## TO DO
Show each line of the items below that contains the word "lawn".

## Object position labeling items
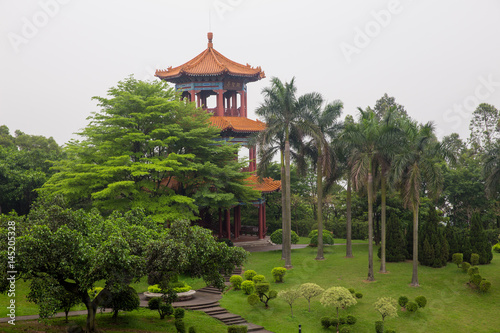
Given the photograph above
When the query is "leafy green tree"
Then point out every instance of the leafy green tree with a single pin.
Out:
(25, 162)
(77, 248)
(418, 162)
(147, 148)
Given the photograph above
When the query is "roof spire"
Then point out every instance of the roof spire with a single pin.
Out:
(210, 36)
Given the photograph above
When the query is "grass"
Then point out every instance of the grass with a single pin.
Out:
(452, 305)
(140, 321)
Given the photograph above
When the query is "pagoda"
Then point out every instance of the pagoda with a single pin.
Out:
(210, 77)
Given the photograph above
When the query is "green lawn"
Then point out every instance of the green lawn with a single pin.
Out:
(142, 321)
(452, 306)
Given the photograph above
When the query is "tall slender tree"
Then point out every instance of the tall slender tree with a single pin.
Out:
(323, 126)
(367, 140)
(417, 163)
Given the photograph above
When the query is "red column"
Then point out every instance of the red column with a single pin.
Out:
(264, 216)
(220, 223)
(228, 223)
(261, 223)
(220, 103)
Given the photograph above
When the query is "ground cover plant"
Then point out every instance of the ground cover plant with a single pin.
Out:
(448, 296)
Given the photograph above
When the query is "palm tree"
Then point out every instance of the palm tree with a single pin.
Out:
(418, 162)
(321, 125)
(367, 140)
(491, 169)
(281, 111)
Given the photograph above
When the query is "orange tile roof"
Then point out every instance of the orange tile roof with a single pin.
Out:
(266, 185)
(237, 124)
(211, 63)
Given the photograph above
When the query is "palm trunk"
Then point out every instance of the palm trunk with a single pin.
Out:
(382, 226)
(371, 276)
(288, 221)
(414, 277)
(319, 181)
(348, 251)
(283, 206)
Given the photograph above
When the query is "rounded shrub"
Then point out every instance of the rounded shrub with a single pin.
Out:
(278, 274)
(179, 313)
(249, 274)
(325, 322)
(484, 286)
(154, 303)
(473, 270)
(421, 301)
(248, 287)
(457, 258)
(476, 279)
(465, 267)
(345, 329)
(412, 307)
(258, 278)
(351, 320)
(180, 326)
(253, 300)
(277, 237)
(474, 259)
(402, 301)
(236, 281)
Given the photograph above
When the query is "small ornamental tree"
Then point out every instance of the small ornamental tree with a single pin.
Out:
(310, 290)
(264, 294)
(457, 259)
(387, 307)
(338, 297)
(289, 296)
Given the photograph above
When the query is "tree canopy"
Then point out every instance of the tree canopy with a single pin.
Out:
(149, 149)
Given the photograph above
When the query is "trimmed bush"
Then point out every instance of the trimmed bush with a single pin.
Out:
(345, 329)
(278, 274)
(457, 258)
(249, 274)
(237, 329)
(180, 326)
(402, 301)
(248, 287)
(412, 307)
(476, 279)
(351, 320)
(474, 259)
(253, 300)
(325, 322)
(465, 267)
(236, 281)
(277, 237)
(473, 270)
(484, 286)
(421, 301)
(179, 313)
(258, 278)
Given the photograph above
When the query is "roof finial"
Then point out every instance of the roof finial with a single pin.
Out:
(210, 36)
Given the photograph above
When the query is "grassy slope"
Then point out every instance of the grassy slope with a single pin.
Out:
(452, 306)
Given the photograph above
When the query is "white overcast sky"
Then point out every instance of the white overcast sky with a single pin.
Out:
(440, 59)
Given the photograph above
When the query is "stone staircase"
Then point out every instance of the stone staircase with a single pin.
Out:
(212, 308)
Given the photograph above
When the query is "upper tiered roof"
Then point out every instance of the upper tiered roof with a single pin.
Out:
(210, 63)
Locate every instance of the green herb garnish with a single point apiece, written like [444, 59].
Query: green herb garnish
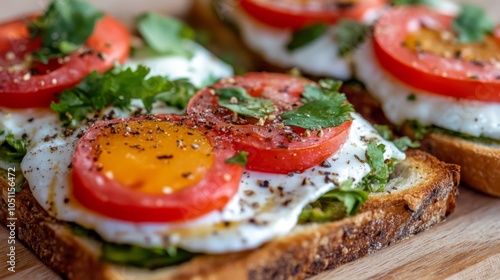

## EXPECTED ANSWER
When the query is "green lawn"
Then point out every instance of the green lawn with a single pin.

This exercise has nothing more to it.